If Allison proves tricky to warm to, it’s less because of the moral ins and outs of her plight and more to do with Pugh’s clenched and plaintive performance – qualities which in these circumstances feel drainingly counterproductive. Now unemployed and no longer engaged, and given to ordering tequila before 11am and guzzling painkillers at every opportunity, Allison is the sort of character you want to find yourself loving in spite of your own better judgement. Instead, it’s hard to feel much of anything towards her: the haranguing friends for prescription drugs and berating old classmates in dive bars (a semi-joke about the difference between decor and decorum is dragged out a bit too long) all feel like screenwriting manoeuvres rather than the behaviour of someone grappling with grief.

And speaking of manoeuvres: whose honeyed baritone is that, monologuing about the pleasures of train sets in an attempt to glue-gun a metaphor about the illusion of orderly lives to the plot? Only Morgan Freeman’s! The 85-year-old, who also appeared in Braff’s 2017 heist comedy Going in Style, plays Daniel, the father of Allison’s ex-fiancé, the grandfather of Molly’s orphaned teenage daughter Ryan (a sparky Celeste O’Connor), and an alcoholic ex-cop also wrestling with the consequences of his own prior actions.

§ **Prompt 1**:
According to the review above, what mainly makes Allison tricky to warm to? Answer in one to three sentences.
§ **Prompt 2**:
Please write out the listing below line for line, leaving the picture out.
The review and the listing come from separate sources.

§ **Data shown**:
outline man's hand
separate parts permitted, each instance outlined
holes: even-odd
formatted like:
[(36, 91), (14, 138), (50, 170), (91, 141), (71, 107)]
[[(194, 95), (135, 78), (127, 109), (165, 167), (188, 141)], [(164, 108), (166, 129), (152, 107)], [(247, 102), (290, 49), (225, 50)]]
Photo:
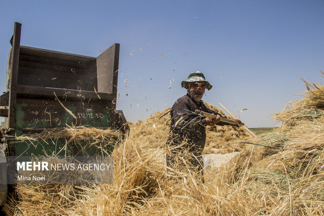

§ **Task result 1**:
Allison is hard to warm to less because of the moral ins and outs of her plight than because of Pugh's clenched and plaintive performance. In these circumstances, those qualities feel drainingly counterproductive.

§ **Task result 2**:
outline man's hand
separate parts permitted, each instance outlined
holes: even-odd
formatted like:
[(36, 91), (14, 138), (50, 170), (91, 141), (71, 107)]
[[(194, 95), (135, 78), (127, 109), (165, 167), (188, 141)], [(164, 108), (166, 129), (152, 107)], [(247, 102), (290, 49), (225, 50)]]
Photo:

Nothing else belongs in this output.